===== Text segment =====

Worked example: a buyer purchasing a $400,000 home with a $320,000 loan in California sees roughly $12,000 in closing costs (about 3% of the price), plus the down payment for total cash to close.

Treat the result as a planning estimate. When you apply, your lender must send a Loan Estimate within three business days under CFPB rules, and you can compare that document line by line against this projection to spot any inflated fees before you commit.

Typical closing cost line items and what each fee pays for

A buyer's closing costs are built from roughly a dozen recurring line items, each tied to a specific service in the mortgage and title process. Understanding what each covers helps you spot which fees are negotiable.

Common buyer line items include:

  • Origination fee — the lender's charge to process the loan, often 0.5-1% of the loan amount
  • Appraisal and credit report — third-party charges to value the home and pull your credit
  • Title insurance — a lender's policy (required) and an optional owner's policy protecting your equity
  • Escrow or settlement fee — paid to the closing agent or attorney
  • Recording and transfer taxes — government charges to register the deed
  • Prepaids — property tax, homeowners insurance, and prepaid interest funded into escrow

Sellers see a different set dominated by the real estate agent commission, typically 5-6% of the sale price, plus their share of transfer tax and title costs.

=====

# [Written problem]
Extend the closing-costs text above, picking up right after its final sentence about what sellers pay.

===== Extracted records =====

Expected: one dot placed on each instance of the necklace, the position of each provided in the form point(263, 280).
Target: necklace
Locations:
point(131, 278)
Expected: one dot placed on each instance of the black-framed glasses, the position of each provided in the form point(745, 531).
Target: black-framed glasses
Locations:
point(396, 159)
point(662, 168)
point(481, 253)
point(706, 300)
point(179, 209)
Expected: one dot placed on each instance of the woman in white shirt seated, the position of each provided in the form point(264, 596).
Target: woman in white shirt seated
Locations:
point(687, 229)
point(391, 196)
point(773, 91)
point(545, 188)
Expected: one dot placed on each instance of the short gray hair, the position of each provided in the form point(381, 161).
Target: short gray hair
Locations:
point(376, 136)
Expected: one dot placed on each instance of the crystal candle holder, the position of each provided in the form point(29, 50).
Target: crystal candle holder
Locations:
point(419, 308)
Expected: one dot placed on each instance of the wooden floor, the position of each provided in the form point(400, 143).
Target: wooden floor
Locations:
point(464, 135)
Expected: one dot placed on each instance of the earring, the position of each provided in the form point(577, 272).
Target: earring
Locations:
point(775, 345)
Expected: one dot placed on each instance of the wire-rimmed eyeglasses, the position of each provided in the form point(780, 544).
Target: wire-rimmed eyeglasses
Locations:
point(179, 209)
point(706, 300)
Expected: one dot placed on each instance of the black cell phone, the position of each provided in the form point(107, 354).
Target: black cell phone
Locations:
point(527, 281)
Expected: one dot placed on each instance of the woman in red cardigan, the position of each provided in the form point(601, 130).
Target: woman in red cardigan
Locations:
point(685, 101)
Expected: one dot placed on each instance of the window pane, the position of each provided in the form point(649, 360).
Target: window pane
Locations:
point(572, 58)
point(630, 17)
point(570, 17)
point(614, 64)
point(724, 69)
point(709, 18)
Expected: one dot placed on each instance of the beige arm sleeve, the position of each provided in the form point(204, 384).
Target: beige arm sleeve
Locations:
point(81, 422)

=====

# [In response]
The CFPB and Freddie Mac both provide plain-language guides describing each of these items, and every charge will reappear on your final Closing Disclosure.

How do closing costs vary by state and why transfer taxes matter

Your state is the single largest reason two buyers with identical home prices pay different closing costs, mainly because of real estate transfer taxes. Some states levy none while others charge a meaningful percentage of the sale price.

Several states — including Texas, Alaska, and Indiana — impose no statewide transfer tax, while states such as Delaware apply among the highest rates in the country. Local counties and cities can add their own transfer taxes on top of the state rate.

State rules also affect:

  • Attorney involvement — states like New York and Massachusetts customarily require a closing attorney
  • Title insurance pricing — many states regulate premium rates directly
  • Who customarily pays which fee — local custom assigns transfer tax to the buyer or seller differently

This calculator applies state-specific transfer-tax rates for all 50 states plus DC. Because these rates and rules are set by legislatures and can change, verify current figures against your state's revenue department or the National Conference of State Legislatures before finalizing your budget.

Common closing cost mistakes buyers and sellers should avoid

The most expensive closing-cost mistake is treating the first Loan Estimate as final and not shopping around — fees for title, settlement, and lender services can vary widely between providers.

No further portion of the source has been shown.